▸ **SUPPLIED MATERIAL**
§ §

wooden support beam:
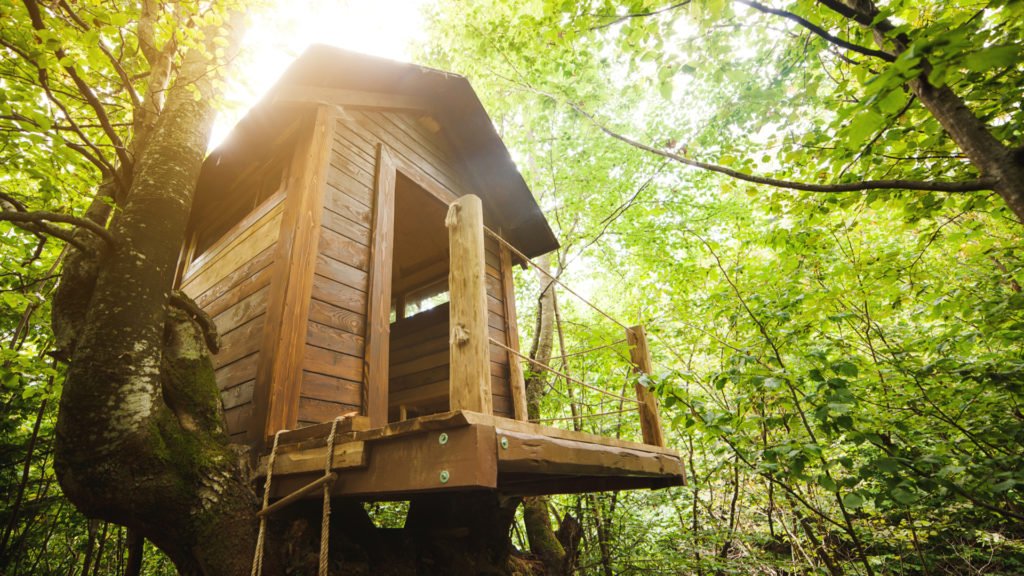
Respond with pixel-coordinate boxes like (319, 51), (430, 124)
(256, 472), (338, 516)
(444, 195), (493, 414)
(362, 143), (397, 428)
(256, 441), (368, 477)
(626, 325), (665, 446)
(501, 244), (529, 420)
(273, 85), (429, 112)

§ §

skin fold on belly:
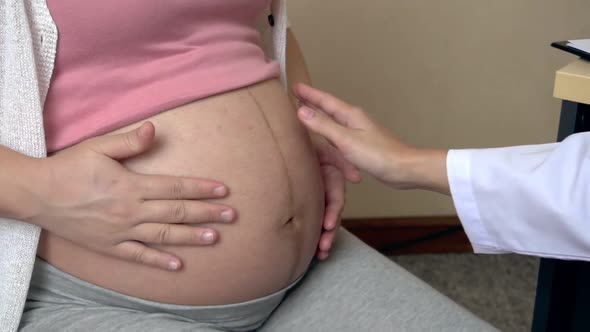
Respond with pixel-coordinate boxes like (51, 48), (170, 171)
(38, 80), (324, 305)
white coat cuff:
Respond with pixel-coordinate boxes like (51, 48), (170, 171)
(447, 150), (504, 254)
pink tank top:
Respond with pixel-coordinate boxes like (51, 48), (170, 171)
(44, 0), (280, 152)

§ §

▸ **WRITTEN REQUEST**
Copy the material above word for word, starting at the line that contains "skin fold on" and ending with the line that contains "(44, 0), (280, 152)". Leave out the pictures.

▸ **TASK SOLUTION**
skin fold on belly:
Respond with pixel-coordinate boxes like (51, 48), (170, 171)
(38, 80), (324, 305)
white coat cuff:
Respond with pixel-coordinate boxes like (51, 48), (170, 171)
(447, 150), (504, 254)
pink tank top:
Respond with pixel-coordinate boxes like (51, 48), (170, 171)
(44, 0), (280, 152)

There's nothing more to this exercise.